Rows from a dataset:

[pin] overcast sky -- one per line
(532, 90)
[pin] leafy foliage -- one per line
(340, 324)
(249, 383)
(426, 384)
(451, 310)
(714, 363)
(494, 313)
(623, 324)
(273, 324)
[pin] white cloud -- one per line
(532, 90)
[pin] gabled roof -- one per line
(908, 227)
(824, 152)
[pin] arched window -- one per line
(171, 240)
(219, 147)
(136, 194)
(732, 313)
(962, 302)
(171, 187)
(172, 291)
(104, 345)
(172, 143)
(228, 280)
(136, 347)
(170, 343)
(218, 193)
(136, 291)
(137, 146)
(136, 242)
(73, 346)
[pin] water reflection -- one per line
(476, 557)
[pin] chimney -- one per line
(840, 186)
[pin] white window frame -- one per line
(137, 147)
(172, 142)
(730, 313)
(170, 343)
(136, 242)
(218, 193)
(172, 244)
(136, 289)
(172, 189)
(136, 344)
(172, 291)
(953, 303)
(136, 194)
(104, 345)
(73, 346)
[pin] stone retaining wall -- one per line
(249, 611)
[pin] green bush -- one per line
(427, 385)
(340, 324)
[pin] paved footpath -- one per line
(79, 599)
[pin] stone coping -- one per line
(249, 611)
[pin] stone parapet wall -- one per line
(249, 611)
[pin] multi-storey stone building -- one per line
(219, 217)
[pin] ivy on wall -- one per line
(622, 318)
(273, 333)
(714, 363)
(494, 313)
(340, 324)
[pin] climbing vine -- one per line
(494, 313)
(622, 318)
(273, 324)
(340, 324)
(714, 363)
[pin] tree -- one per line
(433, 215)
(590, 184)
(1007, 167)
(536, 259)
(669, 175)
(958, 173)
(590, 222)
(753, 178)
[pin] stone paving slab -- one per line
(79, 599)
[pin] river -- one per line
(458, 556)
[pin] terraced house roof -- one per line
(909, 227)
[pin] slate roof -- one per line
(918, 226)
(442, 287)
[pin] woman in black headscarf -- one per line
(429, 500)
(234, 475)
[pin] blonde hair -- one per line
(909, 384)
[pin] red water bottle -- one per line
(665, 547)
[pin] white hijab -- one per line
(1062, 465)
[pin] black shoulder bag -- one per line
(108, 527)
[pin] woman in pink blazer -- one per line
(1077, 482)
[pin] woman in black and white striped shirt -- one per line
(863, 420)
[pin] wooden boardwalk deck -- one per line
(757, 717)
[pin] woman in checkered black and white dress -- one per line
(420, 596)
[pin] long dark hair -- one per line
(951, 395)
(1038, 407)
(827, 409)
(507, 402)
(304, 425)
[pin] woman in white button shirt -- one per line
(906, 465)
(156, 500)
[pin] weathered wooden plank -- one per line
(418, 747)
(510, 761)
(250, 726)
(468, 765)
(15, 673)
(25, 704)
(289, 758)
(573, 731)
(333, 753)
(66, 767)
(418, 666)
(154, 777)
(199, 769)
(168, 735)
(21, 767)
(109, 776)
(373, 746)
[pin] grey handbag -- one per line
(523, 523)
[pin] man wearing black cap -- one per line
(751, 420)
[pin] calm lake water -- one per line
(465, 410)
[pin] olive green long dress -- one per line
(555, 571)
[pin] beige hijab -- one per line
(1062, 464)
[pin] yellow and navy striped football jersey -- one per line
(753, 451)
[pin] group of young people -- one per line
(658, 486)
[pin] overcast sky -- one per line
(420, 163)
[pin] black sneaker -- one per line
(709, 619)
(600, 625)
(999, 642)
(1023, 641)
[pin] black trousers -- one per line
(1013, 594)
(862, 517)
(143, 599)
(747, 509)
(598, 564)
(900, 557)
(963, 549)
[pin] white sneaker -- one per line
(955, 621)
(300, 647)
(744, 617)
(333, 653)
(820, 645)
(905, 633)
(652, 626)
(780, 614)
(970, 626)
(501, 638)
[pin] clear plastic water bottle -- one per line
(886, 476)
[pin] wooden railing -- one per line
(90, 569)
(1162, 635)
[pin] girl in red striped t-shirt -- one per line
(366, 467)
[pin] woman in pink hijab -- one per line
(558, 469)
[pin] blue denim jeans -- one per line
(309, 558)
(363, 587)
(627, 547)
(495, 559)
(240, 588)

Requirements:
Convert every line of the items above into a JSON list of strings, with one string per line and blank lines left out.

Written solution:
[
  "[pin] overcast sky -- one per line",
  "(532, 90)",
  "[pin] leafy foliage -- one per line",
  "(340, 324)",
  "(249, 383)",
  "(426, 384)",
  "(451, 310)",
  "(714, 363)",
  "(494, 313)",
  "(623, 324)",
  "(273, 324)",
  "[pin] white cloud -- one per line",
  "(532, 90)",
  "[pin] gabled roof -- one per line",
  "(908, 227)",
  "(824, 152)",
  "[pin] arched window -- one per line",
  "(171, 240)",
  "(219, 147)",
  "(136, 194)",
  "(732, 313)",
  "(962, 302)",
  "(171, 187)",
  "(172, 291)",
  "(104, 345)",
  "(172, 143)",
  "(228, 280)",
  "(136, 347)",
  "(170, 343)",
  "(218, 193)",
  "(136, 291)",
  "(137, 146)",
  "(136, 242)",
  "(73, 346)",
  "[pin] water reflection -- one per line",
  "(476, 557)",
  "[pin] chimney -- one per line",
  "(840, 186)",
  "[pin] white window frame -- one per line",
  "(137, 147)",
  "(172, 142)",
  "(730, 313)",
  "(170, 343)",
  "(136, 242)",
  "(218, 193)",
  "(172, 244)",
  "(136, 289)",
  "(172, 189)",
  "(136, 344)",
  "(172, 291)",
  "(953, 303)",
  "(136, 194)",
  "(104, 345)",
  "(73, 346)",
  "[pin] stone retaining wall -- one per line",
  "(249, 611)",
  "[pin] green bush -- one per line",
  "(427, 385)",
  "(340, 324)",
  "[pin] paved footpath -- one per line",
  "(79, 599)",
  "[pin] stone coping -- one per line",
  "(249, 611)",
  "[pin] stone parapet wall -- one per line",
  "(249, 611)",
  "[pin] multi-storey stone building -- one per line",
  "(219, 217)",
  "[pin] ivy on wall -- one per line",
  "(622, 318)",
  "(273, 333)",
  "(714, 363)",
  "(494, 313)",
  "(340, 324)",
  "[pin] climbing vine -- one per line",
  "(494, 313)",
  "(622, 318)",
  "(273, 324)",
  "(340, 324)",
  "(714, 363)",
  "[pin] tree -- one per line",
  "(433, 215)",
  "(590, 184)",
  "(1007, 167)",
  "(536, 259)",
  "(669, 175)",
  "(958, 173)",
  "(590, 222)",
  "(753, 178)",
  "[pin] stone paving slab -- one per line",
  "(79, 599)",
  "[pin] river -- one per line",
  "(458, 556)",
  "[pin] terraced house roof -- one per line",
  "(909, 227)",
  "[pin] slate roof -- one per line",
  "(918, 226)",
  "(442, 287)",
  "[pin] woman in black headscarf -- one per line",
  "(429, 500)",
  "(234, 475)",
  "[pin] blonde hair -- one per line",
  "(909, 384)",
  "[pin] red water bottle -- one per line",
  "(665, 547)",
  "[pin] white hijab -- one per line",
  "(1062, 465)",
  "[pin] black shoulder bag -- one per line",
  "(108, 527)",
  "[pin] woman in pink blazer -- one per line",
  "(1077, 482)",
  "[pin] woman in black and white striped shirt -- one per line",
  "(863, 420)",
  "[pin] wooden boardwalk deck -- one per line",
  "(757, 717)",
  "[pin] woman in checkered black and white dress -- one per line",
  "(420, 596)",
  "[pin] long dark hair -- one per line",
  "(951, 395)",
  "(1038, 407)",
  "(827, 409)",
  "(507, 402)",
  "(304, 425)",
  "[pin] woman in white button shirt -- one per line",
  "(906, 465)",
  "(156, 500)",
  "[pin] weathered wooden plank -- one per line",
  "(418, 747)",
  "(510, 761)",
  "(250, 726)",
  "(468, 765)",
  "(15, 673)",
  "(25, 704)",
  "(289, 758)",
  "(573, 731)",
  "(333, 753)",
  "(66, 767)",
  "(418, 666)",
  "(154, 777)",
  "(199, 769)",
  "(168, 735)",
  "(21, 767)",
  "(109, 776)",
  "(373, 746)",
  "[pin] grey handbag -- one per line",
  "(523, 523)",
  "[pin] man wearing black cap -- one per line",
  "(751, 420)",
  "[pin] calm lake water -- one per line",
  "(465, 410)",
  "[pin] olive green long dress -- one per line",
  "(555, 571)",
  "[pin] beige hijab -- one per line",
  "(1062, 464)",
  "[pin] yellow and navy striped football jersey -- one per line",
  "(753, 451)",
  "[pin] group of young people -- one per line",
  "(658, 486)",
  "[pin] overcast sky -- one per line",
  "(420, 163)",
  "[pin] black sneaker -- one per line",
  "(709, 619)",
  "(600, 625)",
  "(999, 642)",
  "(1023, 641)",
  "[pin] black trousers -- one per line",
  "(1013, 594)",
  "(862, 517)",
  "(143, 599)",
  "(747, 509)",
  "(598, 564)",
  "(900, 557)",
  "(963, 549)",
  "[pin] white sneaker -- one per line",
  "(955, 621)",
  "(300, 647)",
  "(744, 617)",
  "(333, 653)",
  "(820, 645)",
  "(905, 633)",
  "(652, 626)",
  "(780, 614)",
  "(970, 626)",
  "(501, 638)",
  "[pin] clear plastic water bottle -- one per line",
  "(886, 476)",
  "[pin] wooden railing -- one per line",
  "(90, 569)",
  "(1162, 635)",
  "[pin] girl in red striped t-shirt -- one per line",
  "(366, 467)",
  "[pin] woman in pink hijab -- one per line",
  "(558, 469)",
  "[pin] blue denim jeans -- one per line",
  "(309, 558)",
  "(363, 587)",
  "(627, 547)",
  "(495, 559)",
  "(240, 588)"
]